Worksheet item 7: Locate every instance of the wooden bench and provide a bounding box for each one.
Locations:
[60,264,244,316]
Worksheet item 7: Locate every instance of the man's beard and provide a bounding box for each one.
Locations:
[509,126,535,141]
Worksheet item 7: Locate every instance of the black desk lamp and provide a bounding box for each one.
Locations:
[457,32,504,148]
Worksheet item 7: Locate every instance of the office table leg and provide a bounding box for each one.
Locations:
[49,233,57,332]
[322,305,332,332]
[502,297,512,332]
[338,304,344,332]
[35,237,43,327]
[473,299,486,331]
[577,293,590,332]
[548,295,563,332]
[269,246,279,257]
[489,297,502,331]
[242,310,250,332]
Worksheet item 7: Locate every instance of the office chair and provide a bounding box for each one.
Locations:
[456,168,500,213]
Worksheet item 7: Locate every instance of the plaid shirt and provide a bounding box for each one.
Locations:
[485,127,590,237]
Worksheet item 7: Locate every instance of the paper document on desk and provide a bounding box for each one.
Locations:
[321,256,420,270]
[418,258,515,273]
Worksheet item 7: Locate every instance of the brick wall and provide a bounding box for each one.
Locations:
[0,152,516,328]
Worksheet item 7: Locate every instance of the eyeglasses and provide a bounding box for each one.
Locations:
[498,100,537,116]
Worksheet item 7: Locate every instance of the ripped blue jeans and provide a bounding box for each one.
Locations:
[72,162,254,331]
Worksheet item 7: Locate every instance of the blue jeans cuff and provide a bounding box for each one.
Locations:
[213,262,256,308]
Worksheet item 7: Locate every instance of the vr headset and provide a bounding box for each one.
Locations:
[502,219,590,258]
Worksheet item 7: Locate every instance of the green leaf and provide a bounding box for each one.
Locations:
═══
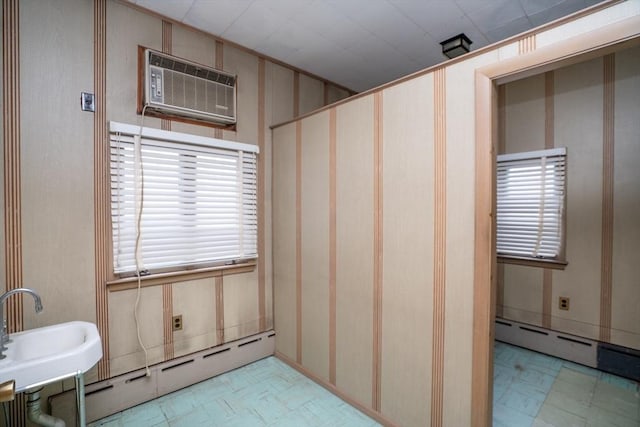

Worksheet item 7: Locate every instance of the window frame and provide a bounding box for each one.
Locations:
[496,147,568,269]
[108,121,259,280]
═══
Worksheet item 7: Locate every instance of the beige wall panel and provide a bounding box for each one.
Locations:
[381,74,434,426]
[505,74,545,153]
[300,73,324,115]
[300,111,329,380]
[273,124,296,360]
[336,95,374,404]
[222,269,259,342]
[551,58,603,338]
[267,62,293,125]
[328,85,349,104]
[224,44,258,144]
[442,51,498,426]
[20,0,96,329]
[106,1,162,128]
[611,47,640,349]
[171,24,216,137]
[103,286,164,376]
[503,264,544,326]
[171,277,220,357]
═══
Exercise goal: Copy the entries above into a numbered list with blank lines omitted, starting at the line that contains "Worksheet item 7: Locate every instance of the paper" and ending after the line that contains "[498,100,537,116]".

Complete output:
1. Worksheet item 7: Locate every instance of the paper document on desk and provide a bounding box for each one.
2. Locations:
3. [321,256,420,270]
4. [418,258,515,273]
5. Worksheet item 7: Locate every instance of the brick wall and provide a bounding box for each one.
6. Locations:
7. [0,152,516,328]
8. Worksheet item 7: Locate every instance of the eyeglasses and provide a bounding box for each one.
9. Locations:
10. [498,100,537,116]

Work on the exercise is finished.